-- Input data --
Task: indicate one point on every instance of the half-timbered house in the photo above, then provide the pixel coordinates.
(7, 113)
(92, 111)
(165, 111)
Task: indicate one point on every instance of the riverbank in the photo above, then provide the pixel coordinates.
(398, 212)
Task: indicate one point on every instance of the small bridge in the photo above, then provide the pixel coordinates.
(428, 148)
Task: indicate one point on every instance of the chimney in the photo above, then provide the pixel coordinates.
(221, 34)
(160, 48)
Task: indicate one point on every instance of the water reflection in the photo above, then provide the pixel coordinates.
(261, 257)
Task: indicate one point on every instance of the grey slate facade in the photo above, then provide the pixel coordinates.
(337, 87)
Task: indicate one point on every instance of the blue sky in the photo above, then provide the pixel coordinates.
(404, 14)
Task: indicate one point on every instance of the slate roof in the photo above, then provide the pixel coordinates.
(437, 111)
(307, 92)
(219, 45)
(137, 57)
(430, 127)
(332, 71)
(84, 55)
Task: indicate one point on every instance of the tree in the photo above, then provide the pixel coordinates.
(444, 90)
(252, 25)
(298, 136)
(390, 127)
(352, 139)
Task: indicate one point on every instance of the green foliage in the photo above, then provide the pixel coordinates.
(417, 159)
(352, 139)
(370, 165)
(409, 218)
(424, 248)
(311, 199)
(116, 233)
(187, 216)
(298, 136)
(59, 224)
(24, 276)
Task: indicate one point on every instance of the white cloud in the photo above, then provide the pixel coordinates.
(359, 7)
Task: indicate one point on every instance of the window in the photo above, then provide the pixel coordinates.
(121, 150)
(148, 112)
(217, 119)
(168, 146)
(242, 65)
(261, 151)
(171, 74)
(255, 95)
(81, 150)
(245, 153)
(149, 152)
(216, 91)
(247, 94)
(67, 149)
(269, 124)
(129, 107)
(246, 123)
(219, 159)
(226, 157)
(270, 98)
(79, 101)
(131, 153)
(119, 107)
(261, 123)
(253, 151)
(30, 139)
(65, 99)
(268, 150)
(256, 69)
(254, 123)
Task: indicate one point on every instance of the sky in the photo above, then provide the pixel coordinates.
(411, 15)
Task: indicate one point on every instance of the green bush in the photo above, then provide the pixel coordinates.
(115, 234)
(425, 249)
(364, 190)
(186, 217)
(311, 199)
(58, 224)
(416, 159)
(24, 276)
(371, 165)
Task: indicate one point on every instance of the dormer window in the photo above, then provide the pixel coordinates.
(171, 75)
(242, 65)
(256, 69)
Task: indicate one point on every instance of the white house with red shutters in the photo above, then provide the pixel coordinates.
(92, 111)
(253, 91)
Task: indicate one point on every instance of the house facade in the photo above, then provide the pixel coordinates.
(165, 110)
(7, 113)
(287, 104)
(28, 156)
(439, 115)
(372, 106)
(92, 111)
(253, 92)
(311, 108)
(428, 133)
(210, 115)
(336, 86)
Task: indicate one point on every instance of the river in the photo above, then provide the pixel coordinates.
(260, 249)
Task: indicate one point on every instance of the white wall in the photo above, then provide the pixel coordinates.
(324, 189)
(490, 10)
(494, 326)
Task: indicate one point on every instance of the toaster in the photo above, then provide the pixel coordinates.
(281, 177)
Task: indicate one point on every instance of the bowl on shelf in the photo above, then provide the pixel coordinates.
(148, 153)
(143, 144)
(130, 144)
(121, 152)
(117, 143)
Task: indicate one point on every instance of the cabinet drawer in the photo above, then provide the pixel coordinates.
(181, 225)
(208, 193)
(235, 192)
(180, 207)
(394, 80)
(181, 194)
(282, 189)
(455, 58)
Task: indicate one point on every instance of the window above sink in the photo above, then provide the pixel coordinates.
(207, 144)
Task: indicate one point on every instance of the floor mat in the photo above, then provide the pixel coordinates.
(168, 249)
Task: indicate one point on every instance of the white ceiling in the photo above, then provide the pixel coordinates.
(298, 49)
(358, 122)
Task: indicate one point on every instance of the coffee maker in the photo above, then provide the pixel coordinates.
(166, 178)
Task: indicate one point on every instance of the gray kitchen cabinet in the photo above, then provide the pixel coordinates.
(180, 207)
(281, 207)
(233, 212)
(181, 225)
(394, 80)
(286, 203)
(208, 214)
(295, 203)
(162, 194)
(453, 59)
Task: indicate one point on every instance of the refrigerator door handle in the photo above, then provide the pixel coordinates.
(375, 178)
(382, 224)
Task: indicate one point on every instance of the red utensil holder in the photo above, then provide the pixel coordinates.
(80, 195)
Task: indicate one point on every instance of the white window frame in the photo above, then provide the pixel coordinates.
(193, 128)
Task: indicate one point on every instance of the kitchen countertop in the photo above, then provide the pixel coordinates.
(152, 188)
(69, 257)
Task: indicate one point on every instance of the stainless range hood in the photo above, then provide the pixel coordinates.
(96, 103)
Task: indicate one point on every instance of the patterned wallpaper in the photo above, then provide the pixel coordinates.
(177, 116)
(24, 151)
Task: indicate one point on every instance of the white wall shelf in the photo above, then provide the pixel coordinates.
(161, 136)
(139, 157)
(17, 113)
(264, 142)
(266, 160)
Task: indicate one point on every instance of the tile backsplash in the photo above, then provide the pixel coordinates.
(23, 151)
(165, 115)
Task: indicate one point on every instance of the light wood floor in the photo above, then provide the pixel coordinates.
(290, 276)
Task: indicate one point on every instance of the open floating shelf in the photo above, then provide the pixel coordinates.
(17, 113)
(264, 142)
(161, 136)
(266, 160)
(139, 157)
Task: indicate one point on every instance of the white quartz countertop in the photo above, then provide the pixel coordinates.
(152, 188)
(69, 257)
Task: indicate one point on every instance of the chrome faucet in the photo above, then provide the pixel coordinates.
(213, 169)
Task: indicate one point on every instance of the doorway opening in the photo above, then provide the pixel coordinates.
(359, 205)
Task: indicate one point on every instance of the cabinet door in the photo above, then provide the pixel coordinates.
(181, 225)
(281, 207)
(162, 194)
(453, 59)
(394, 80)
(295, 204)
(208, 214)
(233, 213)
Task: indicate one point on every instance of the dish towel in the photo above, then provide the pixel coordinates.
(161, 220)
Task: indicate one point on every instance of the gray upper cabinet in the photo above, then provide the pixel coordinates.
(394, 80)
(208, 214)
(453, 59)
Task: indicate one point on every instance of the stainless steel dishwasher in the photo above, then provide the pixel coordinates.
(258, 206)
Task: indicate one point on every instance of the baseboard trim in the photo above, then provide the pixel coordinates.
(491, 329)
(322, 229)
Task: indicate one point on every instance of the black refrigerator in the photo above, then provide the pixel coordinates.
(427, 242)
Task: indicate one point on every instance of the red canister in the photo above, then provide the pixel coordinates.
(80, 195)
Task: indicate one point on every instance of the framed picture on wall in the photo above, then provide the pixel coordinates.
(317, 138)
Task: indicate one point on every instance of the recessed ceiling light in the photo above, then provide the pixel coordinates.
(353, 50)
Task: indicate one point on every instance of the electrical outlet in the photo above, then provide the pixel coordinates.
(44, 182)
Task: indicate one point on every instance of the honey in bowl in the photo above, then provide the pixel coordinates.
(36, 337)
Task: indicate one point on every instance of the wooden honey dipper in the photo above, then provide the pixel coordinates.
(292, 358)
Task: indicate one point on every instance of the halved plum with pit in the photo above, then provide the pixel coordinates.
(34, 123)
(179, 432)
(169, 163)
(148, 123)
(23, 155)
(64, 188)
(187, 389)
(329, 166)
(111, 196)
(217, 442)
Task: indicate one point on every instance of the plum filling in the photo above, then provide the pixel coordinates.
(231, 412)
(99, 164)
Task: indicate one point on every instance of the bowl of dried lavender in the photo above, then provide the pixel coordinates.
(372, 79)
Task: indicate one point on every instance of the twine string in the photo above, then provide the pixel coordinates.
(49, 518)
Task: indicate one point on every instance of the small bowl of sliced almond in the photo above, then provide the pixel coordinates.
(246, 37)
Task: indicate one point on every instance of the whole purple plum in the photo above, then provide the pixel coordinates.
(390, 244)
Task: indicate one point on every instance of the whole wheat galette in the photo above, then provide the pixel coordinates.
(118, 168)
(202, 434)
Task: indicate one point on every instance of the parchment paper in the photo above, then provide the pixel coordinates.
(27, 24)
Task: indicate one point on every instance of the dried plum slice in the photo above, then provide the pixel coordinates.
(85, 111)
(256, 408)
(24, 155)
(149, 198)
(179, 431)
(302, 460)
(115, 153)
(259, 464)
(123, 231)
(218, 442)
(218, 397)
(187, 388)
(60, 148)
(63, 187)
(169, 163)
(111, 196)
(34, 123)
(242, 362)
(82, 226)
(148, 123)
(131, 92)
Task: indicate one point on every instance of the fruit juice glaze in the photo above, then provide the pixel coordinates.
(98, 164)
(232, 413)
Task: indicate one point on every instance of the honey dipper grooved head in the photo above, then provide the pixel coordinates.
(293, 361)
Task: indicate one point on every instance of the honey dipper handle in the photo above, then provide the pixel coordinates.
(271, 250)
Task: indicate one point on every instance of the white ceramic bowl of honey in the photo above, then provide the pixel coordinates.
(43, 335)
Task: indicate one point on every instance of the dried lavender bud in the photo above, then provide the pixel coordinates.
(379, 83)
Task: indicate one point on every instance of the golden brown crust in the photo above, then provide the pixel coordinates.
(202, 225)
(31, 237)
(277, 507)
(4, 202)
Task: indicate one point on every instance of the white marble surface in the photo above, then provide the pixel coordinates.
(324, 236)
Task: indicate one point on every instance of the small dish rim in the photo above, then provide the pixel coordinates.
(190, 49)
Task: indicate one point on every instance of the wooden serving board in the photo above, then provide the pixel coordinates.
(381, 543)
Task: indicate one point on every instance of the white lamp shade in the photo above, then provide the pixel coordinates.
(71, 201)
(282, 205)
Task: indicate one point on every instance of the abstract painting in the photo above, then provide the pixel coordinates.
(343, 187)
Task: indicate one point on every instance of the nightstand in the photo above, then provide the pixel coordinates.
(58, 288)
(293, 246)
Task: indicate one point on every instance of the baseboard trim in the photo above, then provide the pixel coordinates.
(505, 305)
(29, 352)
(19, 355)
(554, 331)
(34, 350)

-- Given task --
Take the lines from the one containing "Task: indicate one point on every instance of the dried lavender" to the last line of the material above and write them out exactly.

-- Written answer --
Task: indicate one point on every instance of the dried lavender bud in the photo above, then provide the pixel coordinates.
(379, 83)
Task: indicate one point on every instance of the golden brown crust in the photo above, then provide the pixel coordinates.
(202, 225)
(31, 237)
(277, 507)
(4, 202)
Task: indicate one point on every instance of the white marble surface in the photo above, then provide the pixel coordinates.
(324, 236)
Task: indicate one point on every instance of the small dish rim in the photo above, then provide the pixel coordinates.
(190, 49)
Task: indicate one point on every instance of the wooden serving board in the photo above, then provide the pixel coordinates.
(381, 543)
Task: indicate one point on every instance of the white lamp shade in the photo above, then provide the pixel coordinates.
(71, 201)
(282, 205)
Task: indicate one point on every instance of the abstract painting in the photo above, then provide the pixel coordinates.
(343, 187)
Task: indicate one point on every instance of the nightstand in the photo above, then provide the pixel coordinates.
(58, 288)
(293, 246)
Task: indicate one point on every instance of the baseboard trim in the photo above, then provide the pixel coordinates.
(505, 305)
(29, 352)
(19, 355)
(554, 331)
(34, 350)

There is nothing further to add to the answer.